### Dataset content ###
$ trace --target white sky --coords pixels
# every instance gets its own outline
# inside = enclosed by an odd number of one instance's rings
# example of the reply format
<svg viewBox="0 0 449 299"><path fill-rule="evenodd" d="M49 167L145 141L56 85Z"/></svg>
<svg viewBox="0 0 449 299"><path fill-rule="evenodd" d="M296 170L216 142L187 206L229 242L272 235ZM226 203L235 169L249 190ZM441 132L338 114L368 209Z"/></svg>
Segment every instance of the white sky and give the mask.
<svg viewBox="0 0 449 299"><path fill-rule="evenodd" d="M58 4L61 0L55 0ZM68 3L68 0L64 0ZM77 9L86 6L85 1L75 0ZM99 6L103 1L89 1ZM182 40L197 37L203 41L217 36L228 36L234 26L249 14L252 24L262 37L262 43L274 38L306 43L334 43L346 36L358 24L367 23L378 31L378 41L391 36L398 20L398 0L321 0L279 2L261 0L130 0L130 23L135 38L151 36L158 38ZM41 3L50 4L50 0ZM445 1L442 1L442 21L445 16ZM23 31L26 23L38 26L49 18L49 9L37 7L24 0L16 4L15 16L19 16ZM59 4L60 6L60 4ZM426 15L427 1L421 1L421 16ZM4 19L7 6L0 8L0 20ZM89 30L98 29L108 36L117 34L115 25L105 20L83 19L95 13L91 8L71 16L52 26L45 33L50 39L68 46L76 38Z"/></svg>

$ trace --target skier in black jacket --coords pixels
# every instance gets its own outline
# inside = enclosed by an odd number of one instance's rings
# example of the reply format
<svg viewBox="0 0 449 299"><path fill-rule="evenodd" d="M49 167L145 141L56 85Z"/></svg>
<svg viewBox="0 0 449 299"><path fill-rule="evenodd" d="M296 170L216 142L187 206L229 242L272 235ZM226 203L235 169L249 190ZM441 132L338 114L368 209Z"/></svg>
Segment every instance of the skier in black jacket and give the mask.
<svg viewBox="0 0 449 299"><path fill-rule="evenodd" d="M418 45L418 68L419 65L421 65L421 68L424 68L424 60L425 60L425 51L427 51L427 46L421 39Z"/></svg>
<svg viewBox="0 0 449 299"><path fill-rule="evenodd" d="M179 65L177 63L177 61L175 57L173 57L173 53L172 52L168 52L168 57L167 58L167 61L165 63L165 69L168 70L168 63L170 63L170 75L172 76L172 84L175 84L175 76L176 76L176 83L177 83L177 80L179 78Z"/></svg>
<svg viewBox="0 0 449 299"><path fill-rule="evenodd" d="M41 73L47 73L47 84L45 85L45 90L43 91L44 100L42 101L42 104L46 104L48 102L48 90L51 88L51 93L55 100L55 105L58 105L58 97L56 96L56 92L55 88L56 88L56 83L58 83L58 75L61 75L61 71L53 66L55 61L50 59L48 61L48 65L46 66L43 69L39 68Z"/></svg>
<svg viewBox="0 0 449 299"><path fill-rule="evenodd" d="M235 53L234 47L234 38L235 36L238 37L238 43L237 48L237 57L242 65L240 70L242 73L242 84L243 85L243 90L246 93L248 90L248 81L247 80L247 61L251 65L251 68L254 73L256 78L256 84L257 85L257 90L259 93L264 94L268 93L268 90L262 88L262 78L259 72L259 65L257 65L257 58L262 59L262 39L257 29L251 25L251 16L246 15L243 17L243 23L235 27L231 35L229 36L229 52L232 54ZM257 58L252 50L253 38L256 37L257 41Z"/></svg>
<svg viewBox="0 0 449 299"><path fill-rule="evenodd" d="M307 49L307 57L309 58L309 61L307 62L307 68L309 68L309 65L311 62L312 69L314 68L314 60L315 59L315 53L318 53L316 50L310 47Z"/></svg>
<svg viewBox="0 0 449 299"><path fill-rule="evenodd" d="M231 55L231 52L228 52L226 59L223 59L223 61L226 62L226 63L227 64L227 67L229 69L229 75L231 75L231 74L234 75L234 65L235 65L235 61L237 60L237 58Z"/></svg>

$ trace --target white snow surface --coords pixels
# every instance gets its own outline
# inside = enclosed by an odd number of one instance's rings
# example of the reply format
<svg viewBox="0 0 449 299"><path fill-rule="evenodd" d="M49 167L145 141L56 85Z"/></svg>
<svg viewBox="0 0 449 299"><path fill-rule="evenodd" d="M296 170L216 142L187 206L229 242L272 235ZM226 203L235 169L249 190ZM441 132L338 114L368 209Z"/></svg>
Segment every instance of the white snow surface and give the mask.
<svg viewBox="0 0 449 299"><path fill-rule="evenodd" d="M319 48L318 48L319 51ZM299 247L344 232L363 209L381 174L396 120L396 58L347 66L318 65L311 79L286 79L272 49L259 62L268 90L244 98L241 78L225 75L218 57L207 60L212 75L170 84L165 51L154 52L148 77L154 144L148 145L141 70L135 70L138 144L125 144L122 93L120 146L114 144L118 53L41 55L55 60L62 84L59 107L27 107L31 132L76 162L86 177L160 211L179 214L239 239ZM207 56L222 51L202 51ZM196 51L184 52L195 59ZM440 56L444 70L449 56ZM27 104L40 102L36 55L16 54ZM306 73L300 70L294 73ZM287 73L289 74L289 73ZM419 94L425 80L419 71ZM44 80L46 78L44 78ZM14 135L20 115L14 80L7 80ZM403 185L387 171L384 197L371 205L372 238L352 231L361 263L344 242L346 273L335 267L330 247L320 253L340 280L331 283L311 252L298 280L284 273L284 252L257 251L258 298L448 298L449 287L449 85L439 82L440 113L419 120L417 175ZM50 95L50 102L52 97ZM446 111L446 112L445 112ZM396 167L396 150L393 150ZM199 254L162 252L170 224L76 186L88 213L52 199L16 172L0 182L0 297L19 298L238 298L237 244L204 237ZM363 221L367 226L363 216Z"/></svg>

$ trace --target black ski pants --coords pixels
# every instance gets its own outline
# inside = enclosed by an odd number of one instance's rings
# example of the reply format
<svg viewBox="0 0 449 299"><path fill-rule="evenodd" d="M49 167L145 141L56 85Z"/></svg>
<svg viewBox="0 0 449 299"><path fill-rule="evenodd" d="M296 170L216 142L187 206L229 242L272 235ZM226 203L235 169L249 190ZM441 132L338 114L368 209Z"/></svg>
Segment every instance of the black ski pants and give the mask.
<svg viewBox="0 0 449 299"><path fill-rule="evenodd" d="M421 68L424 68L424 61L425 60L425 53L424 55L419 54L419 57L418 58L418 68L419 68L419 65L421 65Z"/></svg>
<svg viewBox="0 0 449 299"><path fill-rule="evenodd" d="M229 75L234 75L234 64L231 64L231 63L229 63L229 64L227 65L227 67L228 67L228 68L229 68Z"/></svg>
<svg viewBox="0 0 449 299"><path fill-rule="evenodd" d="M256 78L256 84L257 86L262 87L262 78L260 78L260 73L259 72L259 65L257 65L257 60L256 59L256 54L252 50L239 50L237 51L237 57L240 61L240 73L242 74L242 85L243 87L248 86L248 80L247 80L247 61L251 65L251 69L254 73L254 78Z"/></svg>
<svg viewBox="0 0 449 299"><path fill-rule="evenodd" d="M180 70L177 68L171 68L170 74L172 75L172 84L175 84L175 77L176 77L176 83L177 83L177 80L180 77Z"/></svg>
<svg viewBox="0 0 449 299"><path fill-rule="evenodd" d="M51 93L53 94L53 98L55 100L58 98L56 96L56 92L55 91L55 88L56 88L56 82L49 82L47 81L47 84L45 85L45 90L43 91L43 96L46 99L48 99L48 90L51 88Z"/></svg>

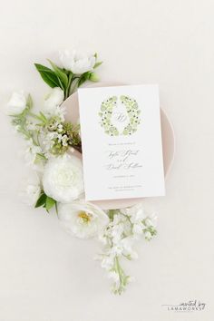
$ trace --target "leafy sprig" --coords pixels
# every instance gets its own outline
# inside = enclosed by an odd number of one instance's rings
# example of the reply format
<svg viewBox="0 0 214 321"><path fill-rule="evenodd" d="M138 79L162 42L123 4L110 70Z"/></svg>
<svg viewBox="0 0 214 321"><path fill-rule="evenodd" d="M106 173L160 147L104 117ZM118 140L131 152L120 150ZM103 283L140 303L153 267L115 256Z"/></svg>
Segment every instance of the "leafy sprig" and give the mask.
<svg viewBox="0 0 214 321"><path fill-rule="evenodd" d="M94 54L97 59L97 54ZM48 59L52 68L40 63L34 63L41 77L51 88L60 87L64 92L64 99L68 98L75 90L87 81L97 82L98 76L94 71L89 71L82 74L75 74L69 70L60 68ZM99 67L102 62L96 62L93 69Z"/></svg>

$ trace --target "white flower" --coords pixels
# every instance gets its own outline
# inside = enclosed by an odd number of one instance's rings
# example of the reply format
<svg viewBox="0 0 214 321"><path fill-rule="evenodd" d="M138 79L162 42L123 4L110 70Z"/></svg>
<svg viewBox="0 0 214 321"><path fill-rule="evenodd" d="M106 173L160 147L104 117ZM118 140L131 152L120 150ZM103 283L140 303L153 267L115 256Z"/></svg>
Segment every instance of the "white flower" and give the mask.
<svg viewBox="0 0 214 321"><path fill-rule="evenodd" d="M54 199L68 203L84 190L82 161L67 154L50 159L44 167L44 190Z"/></svg>
<svg viewBox="0 0 214 321"><path fill-rule="evenodd" d="M45 97L44 103L44 111L49 114L54 113L54 110L63 102L63 91L55 87L53 88L49 94Z"/></svg>
<svg viewBox="0 0 214 321"><path fill-rule="evenodd" d="M109 222L102 209L83 200L60 204L59 219L68 232L81 238L99 236Z"/></svg>
<svg viewBox="0 0 214 321"><path fill-rule="evenodd" d="M27 180L24 180L24 187L22 188L20 196L24 202L29 206L34 206L41 193L41 184L38 174L35 171L28 174Z"/></svg>
<svg viewBox="0 0 214 321"><path fill-rule="evenodd" d="M25 151L25 161L27 165L34 165L36 160L37 154L42 152L40 146L34 143L32 138L27 141L27 148Z"/></svg>
<svg viewBox="0 0 214 321"><path fill-rule="evenodd" d="M26 97L24 92L13 92L6 107L8 115L18 115L22 113L26 108Z"/></svg>
<svg viewBox="0 0 214 321"><path fill-rule="evenodd" d="M75 74L82 74L93 69L96 62L94 54L80 54L76 51L65 50L60 53L60 61L63 67Z"/></svg>

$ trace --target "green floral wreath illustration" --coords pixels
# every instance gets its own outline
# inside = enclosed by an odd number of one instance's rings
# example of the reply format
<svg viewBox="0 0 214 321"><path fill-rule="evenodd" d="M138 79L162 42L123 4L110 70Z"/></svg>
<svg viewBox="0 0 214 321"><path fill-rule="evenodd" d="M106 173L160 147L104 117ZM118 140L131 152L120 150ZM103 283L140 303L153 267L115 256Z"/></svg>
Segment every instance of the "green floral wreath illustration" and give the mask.
<svg viewBox="0 0 214 321"><path fill-rule="evenodd" d="M104 129L105 133L110 136L120 135L117 128L112 123L112 115L113 109L117 105L117 96L109 97L104 100L101 104L99 112L101 126ZM122 95L120 100L124 104L129 117L129 123L125 126L121 135L131 135L137 131L138 125L141 123L141 111L135 99Z"/></svg>

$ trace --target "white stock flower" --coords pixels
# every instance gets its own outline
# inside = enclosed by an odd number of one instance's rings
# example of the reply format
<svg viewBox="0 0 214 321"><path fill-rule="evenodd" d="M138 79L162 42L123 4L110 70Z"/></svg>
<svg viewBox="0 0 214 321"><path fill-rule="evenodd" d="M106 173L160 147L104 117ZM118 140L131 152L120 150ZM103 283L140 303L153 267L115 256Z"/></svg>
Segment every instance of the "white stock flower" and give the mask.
###
**Written task:**
Please recast the records from the line with "pants --coords pixels" to the line with "Segment every instance of the black", both included, as a numbered list with blank lines left out.

**Correct result:**
1. $ trace --target black ski pants --coords pixels
2. # every instance gets its own outline
3. # inside = enclosed by an odd number of one instance's rings
4. # example of the reply format
5. <svg viewBox="0 0 449 299"><path fill-rule="evenodd" d="M49 167L145 141L56 85Z"/></svg>
6. <svg viewBox="0 0 449 299"><path fill-rule="evenodd" d="M296 170L216 142L187 206L229 242L272 235ZM226 203L235 169L249 190ZM441 132L338 114L368 209Z"/></svg>
7. Segment every instance of the black ski pants and give the mask.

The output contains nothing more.